Produce an exact copy of all the records.

[Available data Boundary: Start]

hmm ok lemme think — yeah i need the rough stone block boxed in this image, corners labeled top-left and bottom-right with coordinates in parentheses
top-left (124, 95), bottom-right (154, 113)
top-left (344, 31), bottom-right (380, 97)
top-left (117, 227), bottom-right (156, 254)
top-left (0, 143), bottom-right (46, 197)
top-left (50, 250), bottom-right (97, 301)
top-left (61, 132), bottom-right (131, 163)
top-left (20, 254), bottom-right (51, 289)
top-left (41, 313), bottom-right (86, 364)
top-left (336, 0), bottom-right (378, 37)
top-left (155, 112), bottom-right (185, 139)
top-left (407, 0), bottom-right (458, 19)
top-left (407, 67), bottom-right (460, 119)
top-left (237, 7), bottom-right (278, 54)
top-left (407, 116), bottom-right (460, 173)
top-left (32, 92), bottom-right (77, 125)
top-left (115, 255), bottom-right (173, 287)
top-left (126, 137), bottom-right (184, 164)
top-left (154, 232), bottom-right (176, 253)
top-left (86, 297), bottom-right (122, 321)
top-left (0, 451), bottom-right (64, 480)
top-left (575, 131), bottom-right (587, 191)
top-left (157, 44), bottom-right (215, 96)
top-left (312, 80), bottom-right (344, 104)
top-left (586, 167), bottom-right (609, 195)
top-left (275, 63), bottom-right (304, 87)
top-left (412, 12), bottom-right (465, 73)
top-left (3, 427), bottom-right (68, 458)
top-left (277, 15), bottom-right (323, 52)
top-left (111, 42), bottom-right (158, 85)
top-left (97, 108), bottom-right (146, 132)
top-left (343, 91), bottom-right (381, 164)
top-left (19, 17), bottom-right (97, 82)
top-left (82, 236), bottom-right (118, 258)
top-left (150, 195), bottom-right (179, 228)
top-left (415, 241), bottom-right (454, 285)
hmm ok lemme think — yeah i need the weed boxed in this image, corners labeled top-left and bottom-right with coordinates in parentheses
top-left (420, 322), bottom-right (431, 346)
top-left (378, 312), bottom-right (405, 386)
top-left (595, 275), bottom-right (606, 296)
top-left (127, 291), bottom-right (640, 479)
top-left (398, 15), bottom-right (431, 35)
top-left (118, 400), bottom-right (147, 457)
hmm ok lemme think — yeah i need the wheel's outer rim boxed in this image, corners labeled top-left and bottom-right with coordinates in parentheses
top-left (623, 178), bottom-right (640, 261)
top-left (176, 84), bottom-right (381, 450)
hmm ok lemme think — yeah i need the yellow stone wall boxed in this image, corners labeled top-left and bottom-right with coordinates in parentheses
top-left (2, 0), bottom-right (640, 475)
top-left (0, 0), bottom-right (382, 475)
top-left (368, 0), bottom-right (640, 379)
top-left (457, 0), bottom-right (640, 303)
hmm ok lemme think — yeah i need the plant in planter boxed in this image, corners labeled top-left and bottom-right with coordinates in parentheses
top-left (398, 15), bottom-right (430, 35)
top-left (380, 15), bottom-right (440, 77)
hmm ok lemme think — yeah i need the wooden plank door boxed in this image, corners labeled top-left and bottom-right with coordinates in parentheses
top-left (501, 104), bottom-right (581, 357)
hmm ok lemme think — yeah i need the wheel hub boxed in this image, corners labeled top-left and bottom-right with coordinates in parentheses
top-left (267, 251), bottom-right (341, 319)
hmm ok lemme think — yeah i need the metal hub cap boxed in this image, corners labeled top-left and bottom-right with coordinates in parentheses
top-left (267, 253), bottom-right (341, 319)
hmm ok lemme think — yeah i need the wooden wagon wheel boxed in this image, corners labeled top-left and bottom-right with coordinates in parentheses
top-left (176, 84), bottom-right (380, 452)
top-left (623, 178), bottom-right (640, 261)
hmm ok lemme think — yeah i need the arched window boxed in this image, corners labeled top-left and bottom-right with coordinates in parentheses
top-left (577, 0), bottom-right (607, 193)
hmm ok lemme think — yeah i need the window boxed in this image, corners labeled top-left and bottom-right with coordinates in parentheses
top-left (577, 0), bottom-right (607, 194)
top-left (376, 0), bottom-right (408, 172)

[Available data Boundary: End]

*Reply*:
hmm ok lemme think — yeah i need the rough stone block boxed in this image, corners labeled top-left and bottom-right with coordinates in parentheses
top-left (124, 95), bottom-right (154, 113)
top-left (344, 31), bottom-right (380, 97)
top-left (117, 227), bottom-right (156, 254)
top-left (0, 143), bottom-right (46, 197)
top-left (50, 250), bottom-right (97, 301)
top-left (61, 132), bottom-right (131, 163)
top-left (20, 254), bottom-right (51, 289)
top-left (41, 313), bottom-right (86, 364)
top-left (336, 0), bottom-right (378, 37)
top-left (155, 112), bottom-right (185, 139)
top-left (407, 0), bottom-right (458, 19)
top-left (407, 67), bottom-right (460, 119)
top-left (237, 7), bottom-right (278, 54)
top-left (407, 116), bottom-right (460, 173)
top-left (32, 92), bottom-right (77, 125)
top-left (115, 255), bottom-right (173, 287)
top-left (126, 137), bottom-right (184, 164)
top-left (154, 232), bottom-right (176, 253)
top-left (86, 297), bottom-right (122, 321)
top-left (0, 451), bottom-right (64, 480)
top-left (575, 131), bottom-right (587, 191)
top-left (157, 44), bottom-right (215, 96)
top-left (312, 80), bottom-right (344, 104)
top-left (586, 167), bottom-right (609, 195)
top-left (275, 63), bottom-right (304, 87)
top-left (412, 12), bottom-right (465, 73)
top-left (3, 427), bottom-right (68, 458)
top-left (277, 15), bottom-right (323, 52)
top-left (111, 42), bottom-right (158, 85)
top-left (97, 108), bottom-right (146, 132)
top-left (343, 91), bottom-right (381, 164)
top-left (19, 17), bottom-right (97, 82)
top-left (82, 236), bottom-right (118, 258)
top-left (150, 195), bottom-right (179, 228)
top-left (415, 241), bottom-right (454, 285)
hmm ok lemme think — yeah i need the weed boxed in this image, corners labeled top-left and bottom-right with coordinates in parentheses
top-left (420, 322), bottom-right (431, 346)
top-left (378, 312), bottom-right (405, 386)
top-left (595, 275), bottom-right (606, 296)
top-left (127, 291), bottom-right (640, 479)
top-left (398, 15), bottom-right (431, 35)
top-left (118, 400), bottom-right (147, 457)
hmm ok lemme think — yeah i need the wheel's outer rim boxed in this image, corners labeled top-left and bottom-right with coordinates in parentheses
top-left (623, 178), bottom-right (640, 261)
top-left (176, 84), bottom-right (381, 450)
hmm ok lemme think — yeah i need the yellow stone wall boxed in this image, corners labeled top-left and bottom-right with coordinates in parentheses
top-left (2, 0), bottom-right (640, 475)
top-left (0, 0), bottom-right (382, 475)
top-left (368, 0), bottom-right (640, 379)
top-left (457, 0), bottom-right (640, 303)
hmm ok lemme think — yeah i need the plant in planter boxed in this image, corners labeled top-left and bottom-right with coordinates in parentheses
top-left (398, 15), bottom-right (430, 35)
top-left (380, 15), bottom-right (440, 77)
hmm ok lemme think — yeah i need the wooden plank door boxed in this image, corners labeled top-left and bottom-right with coordinates in parentheses
top-left (501, 104), bottom-right (581, 357)
hmm ok lemme think — yeah i need the wheel hub boxed in this image, corners labeled top-left and bottom-right with coordinates in parentheses
top-left (267, 251), bottom-right (341, 319)
hmm ok lemme think — yeah i need the metal hub cap boxed in this image, corners labeled top-left and bottom-right with coordinates in parentheses
top-left (267, 253), bottom-right (341, 319)
hmm ok lemme think — yeah i need the wooden wagon wheel boxed in this image, corners labeled top-left and bottom-right with coordinates in parentheses
top-left (176, 84), bottom-right (380, 452)
top-left (623, 178), bottom-right (640, 261)
hmm ok lemme think — yeah i need the arched window boxed in this image, corners labeled top-left and bottom-right with coordinates in parentheses
top-left (577, 0), bottom-right (607, 193)
hmm ok lemme think — yeah i need the window boxed in this image, corners labeled top-left and bottom-right with coordinates in parentheses
top-left (577, 0), bottom-right (607, 194)
top-left (376, 0), bottom-right (408, 172)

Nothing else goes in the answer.